▶ [Il tuo obiettivo]
Puoi riscrivere come elenco numerato le righe dei dati, dall'inizio fino alla riga che contiene "(698, 1049)" compresa, tralasciando le righe vuote?

[Voci del dataset]
_ _ _ _ _ _ _
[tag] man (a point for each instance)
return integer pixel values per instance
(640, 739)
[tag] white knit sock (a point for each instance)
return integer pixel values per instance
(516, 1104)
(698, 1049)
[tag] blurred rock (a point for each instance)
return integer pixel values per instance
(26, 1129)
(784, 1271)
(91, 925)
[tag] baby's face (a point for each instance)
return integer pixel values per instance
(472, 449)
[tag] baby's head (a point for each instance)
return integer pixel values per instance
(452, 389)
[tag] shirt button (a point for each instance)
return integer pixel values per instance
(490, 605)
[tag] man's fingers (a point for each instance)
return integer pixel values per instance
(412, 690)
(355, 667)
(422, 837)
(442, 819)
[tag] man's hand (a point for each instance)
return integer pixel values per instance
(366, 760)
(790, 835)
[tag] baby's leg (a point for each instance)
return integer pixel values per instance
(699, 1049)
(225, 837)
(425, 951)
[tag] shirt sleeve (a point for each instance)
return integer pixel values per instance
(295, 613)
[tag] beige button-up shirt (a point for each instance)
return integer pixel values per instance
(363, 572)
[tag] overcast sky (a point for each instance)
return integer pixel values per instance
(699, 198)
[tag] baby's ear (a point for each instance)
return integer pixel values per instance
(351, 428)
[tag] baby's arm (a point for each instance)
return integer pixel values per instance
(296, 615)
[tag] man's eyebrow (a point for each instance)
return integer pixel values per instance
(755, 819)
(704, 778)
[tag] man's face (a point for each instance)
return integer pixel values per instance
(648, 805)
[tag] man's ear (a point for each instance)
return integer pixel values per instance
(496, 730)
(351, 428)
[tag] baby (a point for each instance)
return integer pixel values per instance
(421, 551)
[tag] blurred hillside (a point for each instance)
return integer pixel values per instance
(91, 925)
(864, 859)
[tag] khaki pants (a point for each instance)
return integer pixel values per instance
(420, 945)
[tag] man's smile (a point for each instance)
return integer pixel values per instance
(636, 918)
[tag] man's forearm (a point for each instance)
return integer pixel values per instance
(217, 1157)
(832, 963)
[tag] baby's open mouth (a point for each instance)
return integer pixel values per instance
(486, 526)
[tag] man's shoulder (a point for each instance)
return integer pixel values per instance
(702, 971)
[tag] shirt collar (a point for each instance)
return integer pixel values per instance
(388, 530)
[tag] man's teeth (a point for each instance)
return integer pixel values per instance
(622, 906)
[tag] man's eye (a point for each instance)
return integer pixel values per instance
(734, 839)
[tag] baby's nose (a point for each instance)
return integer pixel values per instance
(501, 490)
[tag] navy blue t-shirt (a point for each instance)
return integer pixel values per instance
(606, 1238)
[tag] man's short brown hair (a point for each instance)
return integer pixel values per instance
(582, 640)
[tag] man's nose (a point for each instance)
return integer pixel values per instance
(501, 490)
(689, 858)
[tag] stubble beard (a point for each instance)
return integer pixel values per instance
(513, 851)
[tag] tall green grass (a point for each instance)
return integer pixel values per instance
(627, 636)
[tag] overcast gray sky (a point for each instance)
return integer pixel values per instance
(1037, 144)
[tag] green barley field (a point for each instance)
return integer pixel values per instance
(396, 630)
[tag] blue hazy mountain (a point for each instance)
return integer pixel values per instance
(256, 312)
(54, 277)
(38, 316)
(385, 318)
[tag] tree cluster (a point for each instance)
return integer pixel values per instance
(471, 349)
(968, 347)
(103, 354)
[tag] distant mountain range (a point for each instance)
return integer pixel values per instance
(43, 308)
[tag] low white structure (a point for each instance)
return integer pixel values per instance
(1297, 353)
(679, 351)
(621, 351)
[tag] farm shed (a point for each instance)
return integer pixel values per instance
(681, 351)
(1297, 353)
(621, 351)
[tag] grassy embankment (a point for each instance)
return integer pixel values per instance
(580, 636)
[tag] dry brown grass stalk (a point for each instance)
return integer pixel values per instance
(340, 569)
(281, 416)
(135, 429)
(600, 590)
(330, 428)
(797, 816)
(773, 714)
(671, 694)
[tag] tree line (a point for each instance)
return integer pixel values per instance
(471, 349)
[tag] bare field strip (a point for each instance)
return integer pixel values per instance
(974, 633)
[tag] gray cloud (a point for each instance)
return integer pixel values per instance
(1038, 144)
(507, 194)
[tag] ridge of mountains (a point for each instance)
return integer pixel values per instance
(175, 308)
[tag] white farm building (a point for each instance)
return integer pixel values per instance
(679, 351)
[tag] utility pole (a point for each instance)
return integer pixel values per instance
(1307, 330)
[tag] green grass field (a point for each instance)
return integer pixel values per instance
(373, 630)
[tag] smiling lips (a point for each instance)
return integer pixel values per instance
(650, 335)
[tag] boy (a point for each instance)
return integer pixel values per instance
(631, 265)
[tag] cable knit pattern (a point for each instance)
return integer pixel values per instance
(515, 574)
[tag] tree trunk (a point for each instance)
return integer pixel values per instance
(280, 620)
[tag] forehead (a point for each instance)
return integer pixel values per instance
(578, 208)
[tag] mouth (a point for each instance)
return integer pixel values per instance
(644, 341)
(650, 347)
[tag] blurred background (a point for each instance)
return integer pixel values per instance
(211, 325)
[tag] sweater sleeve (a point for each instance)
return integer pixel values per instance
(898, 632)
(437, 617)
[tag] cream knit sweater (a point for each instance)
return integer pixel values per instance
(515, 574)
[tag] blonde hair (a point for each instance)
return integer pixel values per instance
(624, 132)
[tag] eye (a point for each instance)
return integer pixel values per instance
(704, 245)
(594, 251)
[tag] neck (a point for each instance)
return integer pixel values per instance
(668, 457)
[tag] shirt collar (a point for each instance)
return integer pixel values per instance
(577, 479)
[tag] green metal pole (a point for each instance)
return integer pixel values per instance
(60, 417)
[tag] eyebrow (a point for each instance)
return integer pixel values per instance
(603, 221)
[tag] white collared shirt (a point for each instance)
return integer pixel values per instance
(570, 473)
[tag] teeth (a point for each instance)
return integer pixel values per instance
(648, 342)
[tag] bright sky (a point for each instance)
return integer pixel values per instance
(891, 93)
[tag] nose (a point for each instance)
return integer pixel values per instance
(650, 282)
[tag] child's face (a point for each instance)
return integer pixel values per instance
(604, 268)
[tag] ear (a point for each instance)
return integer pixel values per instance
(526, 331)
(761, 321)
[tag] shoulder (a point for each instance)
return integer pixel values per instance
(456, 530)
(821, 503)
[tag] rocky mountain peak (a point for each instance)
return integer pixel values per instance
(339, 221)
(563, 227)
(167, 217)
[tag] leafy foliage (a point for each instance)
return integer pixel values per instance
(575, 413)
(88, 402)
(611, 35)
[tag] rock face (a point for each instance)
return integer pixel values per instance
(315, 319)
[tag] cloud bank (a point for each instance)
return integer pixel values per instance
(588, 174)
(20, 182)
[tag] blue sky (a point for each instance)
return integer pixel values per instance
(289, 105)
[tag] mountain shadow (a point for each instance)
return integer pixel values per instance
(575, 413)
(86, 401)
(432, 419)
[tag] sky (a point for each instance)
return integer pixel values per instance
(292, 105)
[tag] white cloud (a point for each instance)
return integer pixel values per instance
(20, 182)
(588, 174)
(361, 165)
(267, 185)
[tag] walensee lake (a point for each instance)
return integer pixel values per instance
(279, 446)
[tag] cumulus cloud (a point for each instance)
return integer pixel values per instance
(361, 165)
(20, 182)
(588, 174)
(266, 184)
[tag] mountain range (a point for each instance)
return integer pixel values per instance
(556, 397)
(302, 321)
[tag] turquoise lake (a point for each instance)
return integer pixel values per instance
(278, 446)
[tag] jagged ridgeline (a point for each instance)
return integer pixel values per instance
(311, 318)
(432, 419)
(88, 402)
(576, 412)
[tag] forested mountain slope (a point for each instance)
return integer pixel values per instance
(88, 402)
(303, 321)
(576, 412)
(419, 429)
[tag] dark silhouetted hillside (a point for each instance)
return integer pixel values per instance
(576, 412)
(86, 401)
_ _ _ _ _ _ _
▶ [Risposta finale]
1. [tag] man (a point for each instance)
2. return integer pixel values per instance
3. (640, 739)
4. [tag] white knit sock (a point for each instance)
5. return integer pixel values per instance
6. (516, 1104)
7. (698, 1049)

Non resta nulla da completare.